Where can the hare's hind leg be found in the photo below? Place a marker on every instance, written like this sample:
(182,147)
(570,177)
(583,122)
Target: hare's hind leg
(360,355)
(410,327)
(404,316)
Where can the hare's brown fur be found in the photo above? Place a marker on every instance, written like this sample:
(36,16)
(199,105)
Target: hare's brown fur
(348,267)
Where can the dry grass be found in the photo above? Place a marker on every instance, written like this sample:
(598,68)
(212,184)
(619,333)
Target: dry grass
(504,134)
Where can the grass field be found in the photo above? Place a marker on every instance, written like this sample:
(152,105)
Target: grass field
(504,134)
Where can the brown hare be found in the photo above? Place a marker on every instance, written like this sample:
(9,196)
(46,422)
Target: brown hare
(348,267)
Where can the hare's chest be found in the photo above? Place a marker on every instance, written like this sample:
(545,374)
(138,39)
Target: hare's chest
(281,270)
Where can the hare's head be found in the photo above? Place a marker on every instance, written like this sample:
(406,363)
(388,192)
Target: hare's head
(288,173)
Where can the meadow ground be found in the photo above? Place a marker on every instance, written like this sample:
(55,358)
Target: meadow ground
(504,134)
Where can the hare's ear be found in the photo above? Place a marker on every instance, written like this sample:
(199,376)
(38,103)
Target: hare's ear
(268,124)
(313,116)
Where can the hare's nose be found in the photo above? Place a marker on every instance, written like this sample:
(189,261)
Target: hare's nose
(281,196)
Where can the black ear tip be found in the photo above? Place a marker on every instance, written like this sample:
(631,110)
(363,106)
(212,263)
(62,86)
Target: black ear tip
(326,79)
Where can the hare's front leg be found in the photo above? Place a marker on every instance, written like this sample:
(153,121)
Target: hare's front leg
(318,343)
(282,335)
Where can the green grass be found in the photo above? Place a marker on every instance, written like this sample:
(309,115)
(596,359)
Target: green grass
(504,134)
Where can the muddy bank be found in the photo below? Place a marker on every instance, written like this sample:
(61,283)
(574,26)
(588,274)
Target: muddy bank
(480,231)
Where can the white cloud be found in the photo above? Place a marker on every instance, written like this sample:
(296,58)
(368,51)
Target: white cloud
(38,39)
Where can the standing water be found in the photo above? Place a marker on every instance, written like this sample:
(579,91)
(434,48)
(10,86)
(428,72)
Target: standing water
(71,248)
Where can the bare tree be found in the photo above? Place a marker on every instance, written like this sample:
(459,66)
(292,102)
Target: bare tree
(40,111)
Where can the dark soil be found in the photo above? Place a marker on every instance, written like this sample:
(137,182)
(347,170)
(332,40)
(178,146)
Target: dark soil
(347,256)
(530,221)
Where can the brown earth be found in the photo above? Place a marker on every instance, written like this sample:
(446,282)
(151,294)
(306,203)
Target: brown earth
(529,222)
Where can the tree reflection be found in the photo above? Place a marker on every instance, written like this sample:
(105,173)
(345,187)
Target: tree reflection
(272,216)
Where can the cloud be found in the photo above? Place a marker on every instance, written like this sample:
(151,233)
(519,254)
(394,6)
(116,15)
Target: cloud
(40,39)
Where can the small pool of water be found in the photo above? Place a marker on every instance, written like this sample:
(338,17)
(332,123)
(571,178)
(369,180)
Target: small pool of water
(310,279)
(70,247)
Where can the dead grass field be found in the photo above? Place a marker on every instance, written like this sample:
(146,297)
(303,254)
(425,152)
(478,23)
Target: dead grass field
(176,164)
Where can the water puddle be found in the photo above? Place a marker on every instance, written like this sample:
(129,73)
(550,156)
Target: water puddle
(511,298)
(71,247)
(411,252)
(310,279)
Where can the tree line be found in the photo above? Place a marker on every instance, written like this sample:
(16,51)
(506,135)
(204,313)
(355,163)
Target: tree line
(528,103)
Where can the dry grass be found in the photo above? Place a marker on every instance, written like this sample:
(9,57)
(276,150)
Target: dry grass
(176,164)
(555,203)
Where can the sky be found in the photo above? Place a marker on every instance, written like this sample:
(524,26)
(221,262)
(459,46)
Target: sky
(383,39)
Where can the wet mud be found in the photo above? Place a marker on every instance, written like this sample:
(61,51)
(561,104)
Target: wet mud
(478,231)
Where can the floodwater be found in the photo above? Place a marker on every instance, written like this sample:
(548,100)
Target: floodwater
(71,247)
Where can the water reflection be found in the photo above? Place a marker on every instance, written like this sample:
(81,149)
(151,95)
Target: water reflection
--
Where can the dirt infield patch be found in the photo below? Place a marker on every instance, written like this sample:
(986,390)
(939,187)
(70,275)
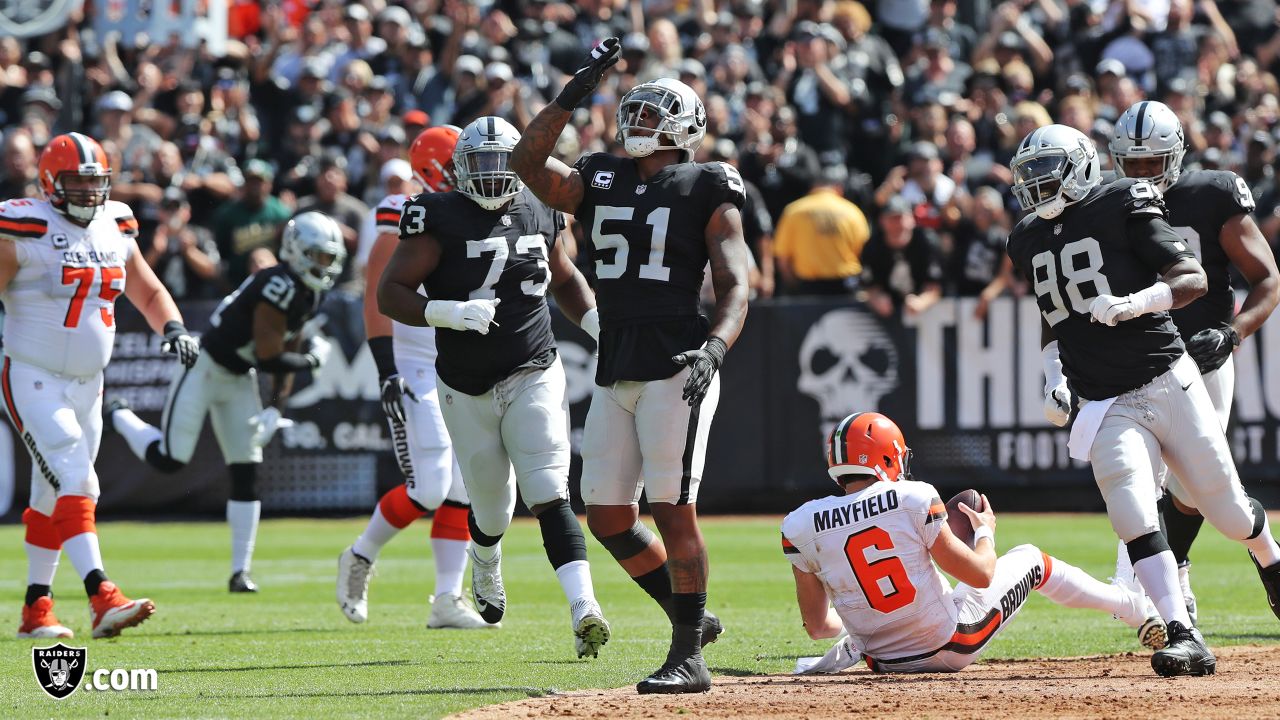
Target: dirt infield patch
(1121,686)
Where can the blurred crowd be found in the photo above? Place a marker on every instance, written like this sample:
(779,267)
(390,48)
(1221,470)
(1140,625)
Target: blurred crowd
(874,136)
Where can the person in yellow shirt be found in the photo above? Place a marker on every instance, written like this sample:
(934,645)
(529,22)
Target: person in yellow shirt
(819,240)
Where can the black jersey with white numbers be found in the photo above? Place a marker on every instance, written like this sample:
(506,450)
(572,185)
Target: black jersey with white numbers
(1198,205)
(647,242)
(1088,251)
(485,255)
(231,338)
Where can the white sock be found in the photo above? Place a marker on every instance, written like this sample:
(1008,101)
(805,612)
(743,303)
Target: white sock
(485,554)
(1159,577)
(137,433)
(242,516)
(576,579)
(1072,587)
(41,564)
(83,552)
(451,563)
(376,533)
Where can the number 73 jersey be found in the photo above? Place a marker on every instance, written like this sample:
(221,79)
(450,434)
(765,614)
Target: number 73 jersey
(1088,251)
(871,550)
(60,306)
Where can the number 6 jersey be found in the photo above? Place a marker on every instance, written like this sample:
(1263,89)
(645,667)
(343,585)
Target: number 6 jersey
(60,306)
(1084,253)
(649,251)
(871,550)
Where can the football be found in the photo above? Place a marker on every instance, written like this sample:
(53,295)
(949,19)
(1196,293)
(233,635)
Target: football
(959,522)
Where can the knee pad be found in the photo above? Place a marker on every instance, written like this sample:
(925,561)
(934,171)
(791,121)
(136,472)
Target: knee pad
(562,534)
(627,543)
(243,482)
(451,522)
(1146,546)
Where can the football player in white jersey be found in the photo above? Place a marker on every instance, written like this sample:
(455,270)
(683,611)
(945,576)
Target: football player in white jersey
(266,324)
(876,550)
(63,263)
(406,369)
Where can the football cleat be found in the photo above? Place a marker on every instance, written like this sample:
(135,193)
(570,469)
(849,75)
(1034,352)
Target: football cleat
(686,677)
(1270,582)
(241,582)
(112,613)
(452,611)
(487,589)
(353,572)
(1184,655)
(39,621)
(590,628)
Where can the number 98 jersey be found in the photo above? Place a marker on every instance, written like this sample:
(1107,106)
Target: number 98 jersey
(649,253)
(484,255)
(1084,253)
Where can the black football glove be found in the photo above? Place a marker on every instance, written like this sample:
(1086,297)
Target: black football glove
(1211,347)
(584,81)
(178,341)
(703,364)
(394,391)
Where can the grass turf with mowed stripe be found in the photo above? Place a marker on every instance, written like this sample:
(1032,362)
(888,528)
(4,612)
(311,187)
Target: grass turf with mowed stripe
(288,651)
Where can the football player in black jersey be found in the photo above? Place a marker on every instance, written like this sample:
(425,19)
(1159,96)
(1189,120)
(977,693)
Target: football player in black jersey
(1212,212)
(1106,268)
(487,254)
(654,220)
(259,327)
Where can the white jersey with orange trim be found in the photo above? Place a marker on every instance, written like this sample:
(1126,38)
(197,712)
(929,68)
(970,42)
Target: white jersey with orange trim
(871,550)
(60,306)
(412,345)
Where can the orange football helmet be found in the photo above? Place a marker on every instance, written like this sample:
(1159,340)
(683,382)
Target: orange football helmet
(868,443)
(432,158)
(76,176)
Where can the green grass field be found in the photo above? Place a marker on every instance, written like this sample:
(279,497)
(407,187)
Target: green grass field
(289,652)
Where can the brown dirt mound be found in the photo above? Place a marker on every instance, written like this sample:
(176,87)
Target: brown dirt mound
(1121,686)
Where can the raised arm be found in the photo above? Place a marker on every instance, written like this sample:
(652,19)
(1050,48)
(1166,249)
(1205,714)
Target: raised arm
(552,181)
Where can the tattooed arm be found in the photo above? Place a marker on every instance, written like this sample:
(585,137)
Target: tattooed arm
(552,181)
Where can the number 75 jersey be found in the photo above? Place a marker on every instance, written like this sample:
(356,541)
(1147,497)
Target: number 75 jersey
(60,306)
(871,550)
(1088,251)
--
> _What you will do_:
When you reach the line holding "Where can the hare's hind" in the records above, begin reproducing exactly, stop after the line holding "Where can the grass field", and output nothing else.

> _Solved problem_:
Where can the hare's hind leg be found in the photo below? Place a marker on every instance, written like this sample:
(182,147)
(570,177)
(583,122)
Target: hare's hind leg
(360,355)
(410,327)
(404,316)
Where can the hare's brown fur be found in the photo above? Place a marker on every instance, written like this sample:
(36,16)
(199,105)
Target: hare's brown fur
(348,267)
Where can the dry grass be found in the photo above? Place a marker on every instance, written like this sample:
(598,68)
(212,184)
(619,333)
Target: dry grass
(504,134)
Where can the grass field be found in the photo above? Place a marker on every instance, written like this sample:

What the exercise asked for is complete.